Data extract Start Marker
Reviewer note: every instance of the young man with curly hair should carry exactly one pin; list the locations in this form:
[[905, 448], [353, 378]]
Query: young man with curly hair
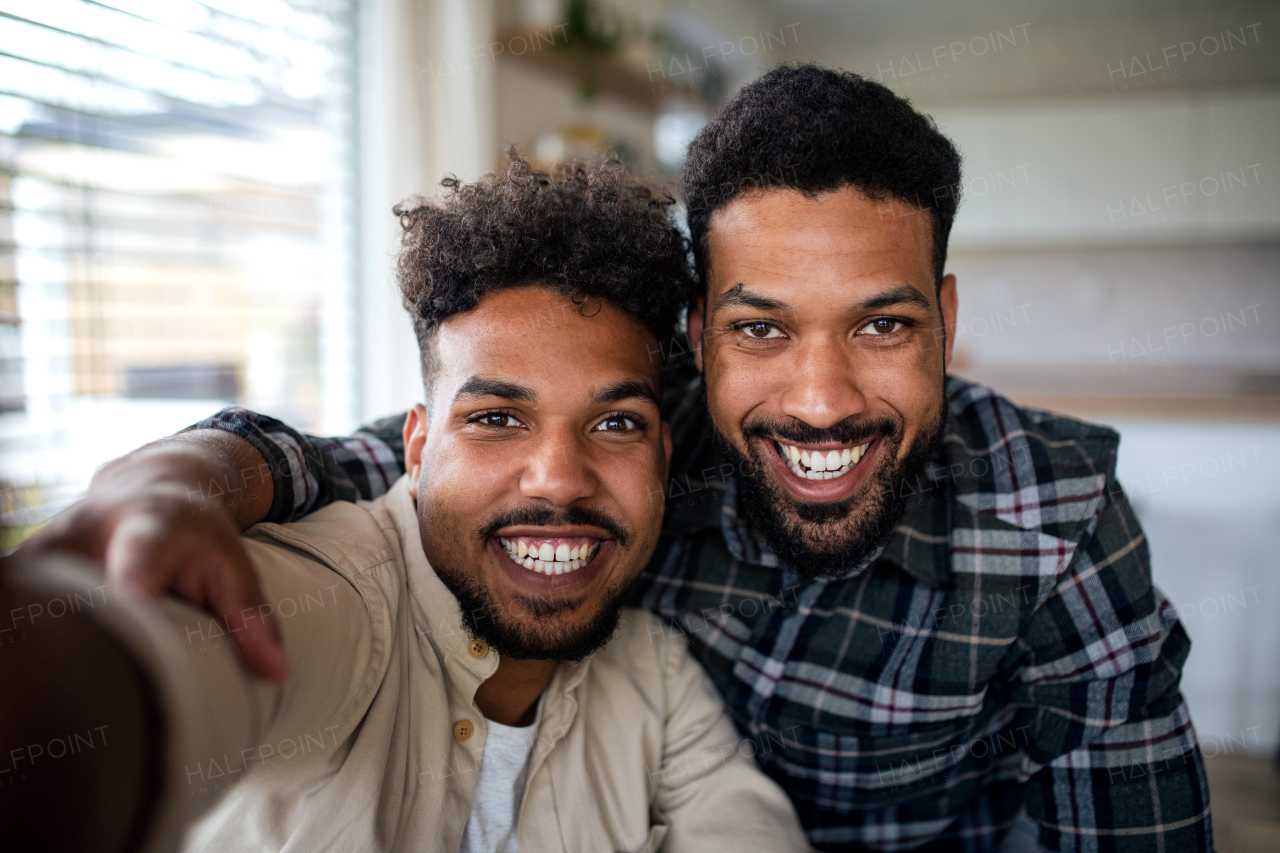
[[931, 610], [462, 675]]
Data extract End Marker
Data extract Start Marker
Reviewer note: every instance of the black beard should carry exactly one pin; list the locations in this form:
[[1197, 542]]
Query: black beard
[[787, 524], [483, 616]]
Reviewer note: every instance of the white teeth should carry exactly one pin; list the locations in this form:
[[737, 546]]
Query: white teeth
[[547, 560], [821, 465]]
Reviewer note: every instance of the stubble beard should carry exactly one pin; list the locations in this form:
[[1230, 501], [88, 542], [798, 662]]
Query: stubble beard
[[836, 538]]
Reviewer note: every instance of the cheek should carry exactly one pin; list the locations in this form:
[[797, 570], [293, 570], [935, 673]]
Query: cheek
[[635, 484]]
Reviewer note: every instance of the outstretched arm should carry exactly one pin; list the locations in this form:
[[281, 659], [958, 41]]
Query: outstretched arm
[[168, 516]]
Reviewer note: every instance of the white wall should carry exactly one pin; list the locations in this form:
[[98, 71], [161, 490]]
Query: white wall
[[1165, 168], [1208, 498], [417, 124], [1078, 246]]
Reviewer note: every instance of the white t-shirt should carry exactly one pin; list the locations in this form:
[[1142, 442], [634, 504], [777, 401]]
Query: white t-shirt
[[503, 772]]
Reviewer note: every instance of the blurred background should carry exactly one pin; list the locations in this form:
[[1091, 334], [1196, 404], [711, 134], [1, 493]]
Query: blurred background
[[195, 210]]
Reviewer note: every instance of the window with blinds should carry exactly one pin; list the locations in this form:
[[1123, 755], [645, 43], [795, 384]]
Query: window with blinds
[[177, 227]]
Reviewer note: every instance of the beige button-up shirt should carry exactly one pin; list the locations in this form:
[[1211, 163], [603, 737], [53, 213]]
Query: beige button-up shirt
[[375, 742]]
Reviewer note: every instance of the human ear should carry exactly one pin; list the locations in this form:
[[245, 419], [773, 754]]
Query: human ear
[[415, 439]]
Data extract End Marker
#### Task directions
A complete answer lists every line of the listing above that holds the word "should".

#### Written response
Reviewer note: every instance of the young man with curly hair should carry exactly one pin; list the locations in this form:
Reviewer note: every instance of the black beard should carry exactly one pin; list the locations in this form:
Reviewer note: every instance of the white teeth should carry exactly one pin; list the locations in this form:
Reviewer note: every instance of the stubble beard should carry exactly one pin; list the locations in this form:
Reviewer note: every instance of the cheek should carry exactly one pin; list the locations in this form:
Reviewer note: every instance of the outstretched arm should carry exactly one pin; list the locations in this form:
Reviewer note: every instance of the white wall should carry exactly one pin; list the locations in this form:
Reviewer note: every instance of the white t-shirt should carry exactly one pin; list the locations in this form:
Reviewer note: every instance of the blurred background should carry exactly one pin; list the locations in this form:
Reviewer note: every instance of the window with blinds should carry exactly one pin; list the locations in this form:
Reviewer note: every instance of the beige button-up shirt should carry exactly one pin; list the locations in this form:
Reviewer note: every instance of the human ear should carry exactly one pin; list the locations in this form:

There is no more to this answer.